Study text:
Hair Loss Causes

Minoxidil Shedding

Young woman holding handful of minoxidil shedding hair.

Minoxidil is a commonly used treatment for male and female pattern hair loss. It’s been found to be beneficial for hair growth in all areas of the scalp, but is especially good at helping restore hair density at the vertex, or crown of the head. But did you know that like finasteride, it can also induce temporary shedding in some patients? Fortunately, this is temporary and short-lived. Read on to find out more about minoxidil shedding, why it happens, when it’s most likely to happen and how long it lasts.

What is minoxidil shedding?

Minoxidil shedding, or minoxidil-induced telogen effluvium, refers to a temporary increase in hair loss associated with starting minoxidil treatment (in oral or topical form). It is self-limiting and typically goes away once hair follicles adjust to a new hair growth cycle.

Why does minoxidil cause shedding?

Ironically, hair loss treatments like minoxidil can induce a temporary increase in shedding shortly after beginning treatment. Why does this happen? Let’s start with a quick refresher on the hair growth cycle.

Supplied material:
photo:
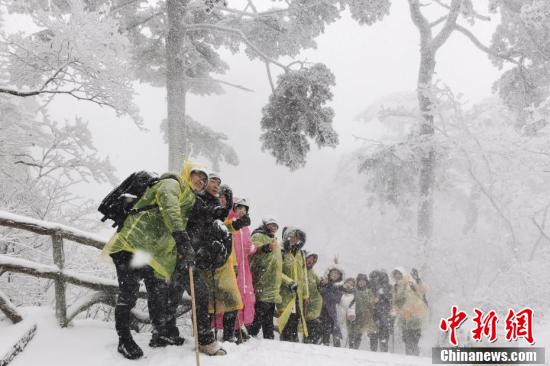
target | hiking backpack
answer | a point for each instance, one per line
(119, 203)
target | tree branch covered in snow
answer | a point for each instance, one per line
(71, 56)
(297, 111)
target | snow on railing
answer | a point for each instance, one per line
(106, 289)
(51, 228)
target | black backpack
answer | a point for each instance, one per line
(119, 203)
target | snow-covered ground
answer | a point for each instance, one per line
(91, 342)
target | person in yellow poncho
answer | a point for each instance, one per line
(294, 288)
(410, 307)
(212, 243)
(146, 248)
(224, 297)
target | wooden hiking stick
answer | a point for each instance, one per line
(194, 311)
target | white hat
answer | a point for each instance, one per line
(269, 220)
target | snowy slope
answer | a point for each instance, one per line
(90, 342)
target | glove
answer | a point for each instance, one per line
(415, 276)
(183, 247)
(241, 222)
(218, 252)
(226, 191)
(293, 286)
(220, 213)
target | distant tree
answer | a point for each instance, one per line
(82, 55)
(510, 45)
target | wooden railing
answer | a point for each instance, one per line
(105, 289)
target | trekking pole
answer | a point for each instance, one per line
(194, 311)
(215, 300)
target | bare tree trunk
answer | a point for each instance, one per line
(60, 296)
(429, 45)
(427, 176)
(175, 83)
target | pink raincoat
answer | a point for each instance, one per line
(242, 248)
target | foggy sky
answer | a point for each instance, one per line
(368, 62)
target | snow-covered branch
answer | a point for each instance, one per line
(449, 25)
(481, 46)
(240, 34)
(42, 89)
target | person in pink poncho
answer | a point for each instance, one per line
(238, 221)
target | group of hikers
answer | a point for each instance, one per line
(187, 233)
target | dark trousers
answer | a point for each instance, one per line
(128, 283)
(290, 333)
(229, 319)
(180, 283)
(355, 340)
(377, 338)
(263, 319)
(329, 328)
(314, 332)
(411, 337)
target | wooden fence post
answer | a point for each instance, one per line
(60, 297)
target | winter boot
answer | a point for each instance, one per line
(162, 340)
(212, 349)
(129, 349)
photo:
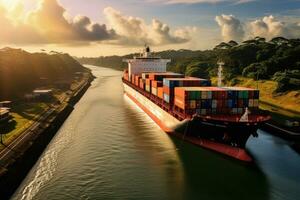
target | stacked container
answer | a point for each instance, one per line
(215, 100)
(170, 83)
(153, 81)
(159, 76)
(148, 85)
(154, 87)
(142, 84)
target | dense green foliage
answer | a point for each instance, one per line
(21, 72)
(277, 59)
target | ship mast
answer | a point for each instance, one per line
(220, 70)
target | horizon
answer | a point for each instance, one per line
(106, 28)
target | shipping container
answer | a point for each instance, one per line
(159, 76)
(216, 100)
(160, 92)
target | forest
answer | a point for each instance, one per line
(277, 59)
(21, 72)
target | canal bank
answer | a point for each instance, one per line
(108, 148)
(18, 158)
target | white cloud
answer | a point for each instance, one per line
(270, 27)
(135, 31)
(231, 27)
(200, 1)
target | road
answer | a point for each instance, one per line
(11, 151)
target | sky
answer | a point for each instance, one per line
(112, 27)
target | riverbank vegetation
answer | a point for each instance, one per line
(273, 66)
(22, 72)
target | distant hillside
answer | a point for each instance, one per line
(277, 59)
(21, 72)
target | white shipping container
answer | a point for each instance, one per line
(148, 88)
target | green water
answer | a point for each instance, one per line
(109, 149)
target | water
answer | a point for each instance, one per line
(109, 149)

Task to complete: Pick up the article on minoxidil shedding after its final sentence and keep writing it.

Written response:
There are four different stages of the hair growth cycle:

  • Anagen phase: During this growth phase, hair follicles start to push hairs out from the root. This growth phase can last several years. At any time, most hairs (between 70-90%) on the scalp are in the anagen phase.

  • Catagen phase: Catagen is a brief transition phase when your hair stops actively growing. This phase usually lasts 2-3 weeks and during this time, the hair follicle itself begins to shrink. The root end of the hair smooths over and it’s held in place until the shedding phase.

  • Telogen phase: Telogen is also referred to as the rest phase of the growth cycle. Approximately 10-30% of hairs on the scalp can be found in this phase, which typically lasts a few months. New cells start to gather at the bottom of the hair follicle, pushing the old hair out. This is also when the hair follicle returns to its original shape.

  • Exogen phase: Exogen simply refers to the process of shedding telogen hairs. It’s normal to lose about 100 hairs a day.

  • Minoxidil acts to help extend the anagen (growth) phase of the hair growth cycle (Badri et al., 2023). As hair follicles adjust to new growth cycles, older hairs are shed. This change is usually the most dramatic right after starting minoxidil, as old hairs are pushed out of hair follicles to make room for new growth.

    Is minoxidil shedding a good sign?

    Yes, in most cases shedding associated with starting minoxidil treatment simply indicates that hair follicles are responding to the medication. In most cases shedding will stop on its own.

    When does minoxidil shedding start? When does minoxidil shedding stop?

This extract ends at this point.